• _Required work_
• a. Rewrite the paragraph in the message on zspage sizing that begins "256 * 176 == 45056" as a short list that keeps its main facts.
• b. Reproduce the passage of the message on zspage sizing from "256 * 176 == 45056, which" up to and including "will become ZS_FULL.", word for word.
--- Start Article ---
256 * 176 == 45056, which is 4096 * 11. so if zspage for class_size 176 will contain 11
order-0 pages, we can count on 0 bytes of unused space once zspage will become ZS_FULL.
but it's ugly, because I think this will introduce bigger internal fragmentation, which,
in some cases, can be handled by compaction, but I'd prefer to touch only ->huge classes
and keep the existing behaviour for normal classes.
so I'm currently thinking of doing something like this
#define ZS_MAX_ZSPAGE_ORDER 2
#define ZS_MAX_HUGE_ZSPAGE_ORDER 4
#define ZS_MAX_PAGES_PER_ZSPAGE (_AC(1, UL) << ZS_MAX_ZSPAGE_ORDER)
#define ZS_MAX_PAGES_PER_HUGE_ZSPAGE (_AC(1, UL) << ZS_MAX_HUGE_ZSPAGE_ORDER)
--- End Article ---
--- Start Given records ---
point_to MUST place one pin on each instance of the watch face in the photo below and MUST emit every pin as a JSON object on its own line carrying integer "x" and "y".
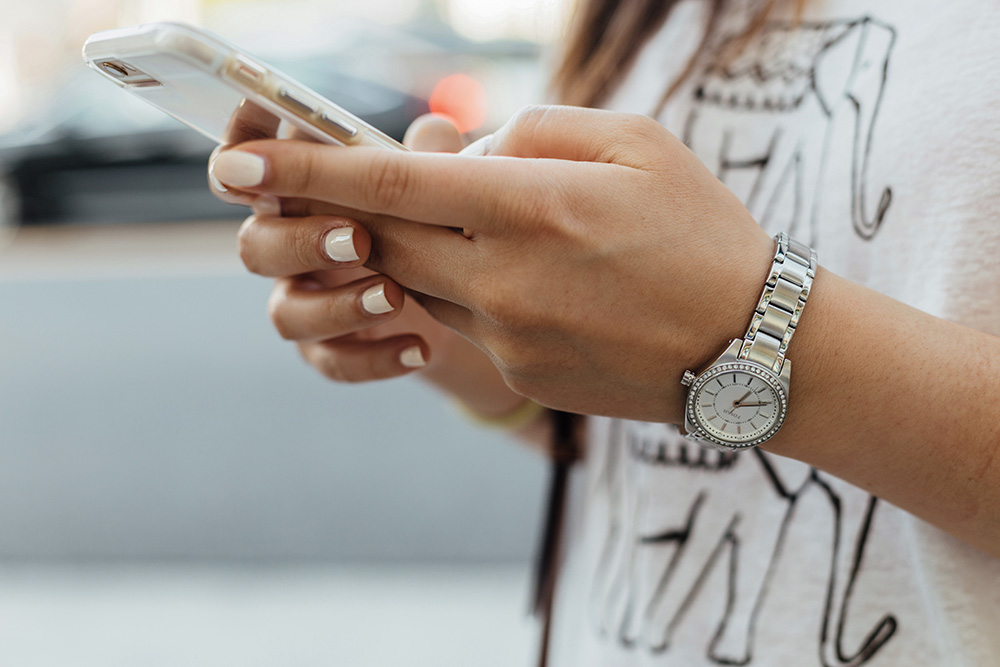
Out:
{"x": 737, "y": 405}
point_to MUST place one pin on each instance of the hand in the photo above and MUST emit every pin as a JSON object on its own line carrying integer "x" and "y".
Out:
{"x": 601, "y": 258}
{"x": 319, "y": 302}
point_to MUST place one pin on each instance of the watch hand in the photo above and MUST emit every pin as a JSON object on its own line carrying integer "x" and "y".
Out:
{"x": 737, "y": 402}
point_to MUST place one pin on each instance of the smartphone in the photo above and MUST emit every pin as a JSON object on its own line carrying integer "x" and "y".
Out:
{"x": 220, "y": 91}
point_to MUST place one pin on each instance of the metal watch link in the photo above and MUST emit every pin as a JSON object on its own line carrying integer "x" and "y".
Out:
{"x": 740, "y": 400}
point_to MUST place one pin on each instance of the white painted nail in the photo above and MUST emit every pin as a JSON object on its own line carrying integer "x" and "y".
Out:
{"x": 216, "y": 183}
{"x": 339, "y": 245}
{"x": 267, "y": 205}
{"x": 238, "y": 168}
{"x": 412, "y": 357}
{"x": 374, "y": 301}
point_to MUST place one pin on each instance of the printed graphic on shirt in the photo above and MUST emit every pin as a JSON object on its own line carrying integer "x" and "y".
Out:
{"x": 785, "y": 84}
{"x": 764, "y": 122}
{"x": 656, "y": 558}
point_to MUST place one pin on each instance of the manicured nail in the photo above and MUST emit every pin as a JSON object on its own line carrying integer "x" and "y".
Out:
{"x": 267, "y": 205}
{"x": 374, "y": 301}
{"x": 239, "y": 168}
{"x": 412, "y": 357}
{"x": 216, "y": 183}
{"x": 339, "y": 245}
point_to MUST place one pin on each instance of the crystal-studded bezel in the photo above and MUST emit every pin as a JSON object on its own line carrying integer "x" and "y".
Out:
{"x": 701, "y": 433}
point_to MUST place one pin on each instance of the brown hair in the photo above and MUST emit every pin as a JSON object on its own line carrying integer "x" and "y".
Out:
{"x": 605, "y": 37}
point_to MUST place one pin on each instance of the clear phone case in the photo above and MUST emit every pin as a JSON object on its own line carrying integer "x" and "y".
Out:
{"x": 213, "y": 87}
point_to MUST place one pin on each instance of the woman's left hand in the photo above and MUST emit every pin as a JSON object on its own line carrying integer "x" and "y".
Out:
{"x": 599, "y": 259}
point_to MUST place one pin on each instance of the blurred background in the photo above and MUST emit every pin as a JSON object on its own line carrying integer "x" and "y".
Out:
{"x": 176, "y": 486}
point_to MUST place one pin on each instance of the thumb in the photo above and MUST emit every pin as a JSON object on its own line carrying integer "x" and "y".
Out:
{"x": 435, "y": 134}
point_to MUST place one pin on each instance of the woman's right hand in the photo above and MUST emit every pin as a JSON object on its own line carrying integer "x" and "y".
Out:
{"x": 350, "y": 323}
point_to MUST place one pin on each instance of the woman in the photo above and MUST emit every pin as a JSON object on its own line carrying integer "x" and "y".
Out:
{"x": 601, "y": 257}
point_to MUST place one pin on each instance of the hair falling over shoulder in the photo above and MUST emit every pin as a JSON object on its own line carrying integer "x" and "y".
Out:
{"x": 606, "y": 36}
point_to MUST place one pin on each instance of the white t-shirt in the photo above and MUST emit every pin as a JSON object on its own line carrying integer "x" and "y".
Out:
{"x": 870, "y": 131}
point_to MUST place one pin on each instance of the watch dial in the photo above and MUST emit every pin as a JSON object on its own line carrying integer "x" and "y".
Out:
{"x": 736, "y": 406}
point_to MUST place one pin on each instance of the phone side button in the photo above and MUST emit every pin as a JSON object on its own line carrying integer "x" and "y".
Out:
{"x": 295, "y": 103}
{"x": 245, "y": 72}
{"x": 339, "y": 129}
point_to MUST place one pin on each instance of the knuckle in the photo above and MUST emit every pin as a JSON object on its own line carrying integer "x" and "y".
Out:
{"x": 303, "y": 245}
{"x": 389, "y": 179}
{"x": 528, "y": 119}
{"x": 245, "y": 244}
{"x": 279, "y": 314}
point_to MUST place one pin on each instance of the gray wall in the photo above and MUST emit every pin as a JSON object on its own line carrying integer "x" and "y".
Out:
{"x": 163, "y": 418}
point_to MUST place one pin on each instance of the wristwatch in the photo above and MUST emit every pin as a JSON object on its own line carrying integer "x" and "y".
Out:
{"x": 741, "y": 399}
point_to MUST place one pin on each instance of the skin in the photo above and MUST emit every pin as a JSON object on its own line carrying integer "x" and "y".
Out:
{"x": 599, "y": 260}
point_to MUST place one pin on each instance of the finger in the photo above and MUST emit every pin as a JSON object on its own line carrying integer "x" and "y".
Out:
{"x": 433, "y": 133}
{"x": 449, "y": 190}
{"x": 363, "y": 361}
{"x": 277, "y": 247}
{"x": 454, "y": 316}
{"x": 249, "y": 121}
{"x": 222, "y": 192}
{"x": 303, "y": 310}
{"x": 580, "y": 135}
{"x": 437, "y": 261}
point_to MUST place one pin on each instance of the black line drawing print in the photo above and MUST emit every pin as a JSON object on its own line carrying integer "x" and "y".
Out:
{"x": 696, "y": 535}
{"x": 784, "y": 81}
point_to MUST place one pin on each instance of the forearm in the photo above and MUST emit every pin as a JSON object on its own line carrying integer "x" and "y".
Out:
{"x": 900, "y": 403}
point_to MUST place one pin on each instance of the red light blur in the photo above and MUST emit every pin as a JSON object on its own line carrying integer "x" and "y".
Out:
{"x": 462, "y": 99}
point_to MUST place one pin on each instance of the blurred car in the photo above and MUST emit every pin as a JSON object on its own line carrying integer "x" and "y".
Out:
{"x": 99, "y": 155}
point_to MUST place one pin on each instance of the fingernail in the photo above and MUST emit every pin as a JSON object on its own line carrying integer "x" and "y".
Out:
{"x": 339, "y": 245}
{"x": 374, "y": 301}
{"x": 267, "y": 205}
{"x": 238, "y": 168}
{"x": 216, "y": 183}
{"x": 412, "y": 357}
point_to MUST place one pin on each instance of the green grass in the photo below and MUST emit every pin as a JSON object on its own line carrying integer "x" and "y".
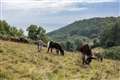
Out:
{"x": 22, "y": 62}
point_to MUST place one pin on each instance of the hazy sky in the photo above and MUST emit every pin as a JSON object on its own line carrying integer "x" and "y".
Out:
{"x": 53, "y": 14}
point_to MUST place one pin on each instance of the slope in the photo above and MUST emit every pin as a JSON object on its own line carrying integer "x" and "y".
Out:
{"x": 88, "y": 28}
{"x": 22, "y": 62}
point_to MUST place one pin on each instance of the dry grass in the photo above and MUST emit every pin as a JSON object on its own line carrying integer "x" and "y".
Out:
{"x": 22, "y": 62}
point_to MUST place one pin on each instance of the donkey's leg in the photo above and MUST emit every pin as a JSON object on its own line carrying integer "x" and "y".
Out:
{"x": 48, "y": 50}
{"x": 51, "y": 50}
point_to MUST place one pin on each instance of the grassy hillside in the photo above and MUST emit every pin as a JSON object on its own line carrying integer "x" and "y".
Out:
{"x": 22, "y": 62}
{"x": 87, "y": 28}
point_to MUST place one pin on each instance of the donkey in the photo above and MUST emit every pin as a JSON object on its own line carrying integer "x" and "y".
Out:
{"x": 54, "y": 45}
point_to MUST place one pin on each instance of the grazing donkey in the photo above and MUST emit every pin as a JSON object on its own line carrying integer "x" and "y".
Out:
--- End Given records ---
• _Outputs_
• a.
- 256 × 176 = 45056, which equals 4096 × 11.
- If a zspage for class_size 176 contains 11 order-0 pages, it will have 0 bytes of unused space once it becomes ZS_FULL.
- The writer considers this ugly and thinks it will introduce bigger internal fragmentation, which compaction can handle in some cases.
- The writer prefers to touch only ->huge classes and keep the existing behavior for normal classes.

• b.
256 * 176 == 45056, which is 4096 * 11. so if zspage for class_size 176 will contain 11
order-0 pages, we can count on 0 bytes of unused space once zspage will become ZS_FULL.